» **ASSIGNED TASK**
Transcription should be exact. Include all entries.

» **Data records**
•••••

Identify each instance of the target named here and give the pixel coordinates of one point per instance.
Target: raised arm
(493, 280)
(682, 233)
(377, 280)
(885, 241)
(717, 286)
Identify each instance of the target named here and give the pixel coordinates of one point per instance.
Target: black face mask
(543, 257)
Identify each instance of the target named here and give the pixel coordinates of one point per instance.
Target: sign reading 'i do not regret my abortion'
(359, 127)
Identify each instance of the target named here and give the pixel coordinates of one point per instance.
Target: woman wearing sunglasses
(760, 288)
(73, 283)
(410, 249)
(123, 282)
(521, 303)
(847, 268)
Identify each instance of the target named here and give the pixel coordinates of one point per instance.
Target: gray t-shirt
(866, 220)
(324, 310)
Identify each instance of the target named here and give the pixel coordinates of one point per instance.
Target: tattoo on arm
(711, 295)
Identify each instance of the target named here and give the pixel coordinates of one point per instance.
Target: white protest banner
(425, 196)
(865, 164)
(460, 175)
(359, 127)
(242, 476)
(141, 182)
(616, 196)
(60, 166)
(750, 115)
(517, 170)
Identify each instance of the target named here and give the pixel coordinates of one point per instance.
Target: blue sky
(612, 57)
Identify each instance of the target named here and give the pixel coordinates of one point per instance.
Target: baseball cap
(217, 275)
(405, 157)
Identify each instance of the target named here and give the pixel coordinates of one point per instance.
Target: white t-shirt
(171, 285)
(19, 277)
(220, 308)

•••••

» **SOLVED PROBLEM**
Identify each instance of the target named here and give the pixel coordinates of one point per instance.
Target: raised arm
(493, 280)
(682, 233)
(377, 280)
(885, 241)
(717, 286)
Identify each instance of the target named here and give the pixel coordinates of one point per instance.
Target: black face mask
(543, 257)
Identify each instance of the target named here and give the pixel coordinates of one point per instance.
Target: sign reading 'i do not regret my abortion'
(359, 127)
Identify each instance of the target named here and give the pixel coordinates of one point per instance.
Target: woman wearing sunglasses
(760, 288)
(73, 283)
(410, 249)
(123, 282)
(521, 303)
(847, 268)
Identify each instance of the target named here and give the pixel coordinates of one point per instance.
Target: gray t-shirt
(866, 220)
(324, 310)
Identify each instance of the target named here and give the pixel coordinates of one point per instance.
Target: tattoo on arm
(711, 295)
Identify each instance of the target named here and give the pixel coordinates of one point per instance.
Target: white protest banner
(425, 196)
(865, 164)
(460, 175)
(359, 127)
(242, 476)
(141, 182)
(616, 196)
(60, 166)
(750, 115)
(517, 170)
Identify each instance of the target named here and give the pixel coordinates of one point per instance.
Target: blue sky
(612, 57)
Identify each instance of the target named here and give the pixel coordinates of one point per instance.
Target: baseball cap
(217, 275)
(405, 157)
Identify each instance of the target named here and give the pixel coordinates of one point per instance.
Target: white t-shirt
(171, 285)
(19, 277)
(220, 308)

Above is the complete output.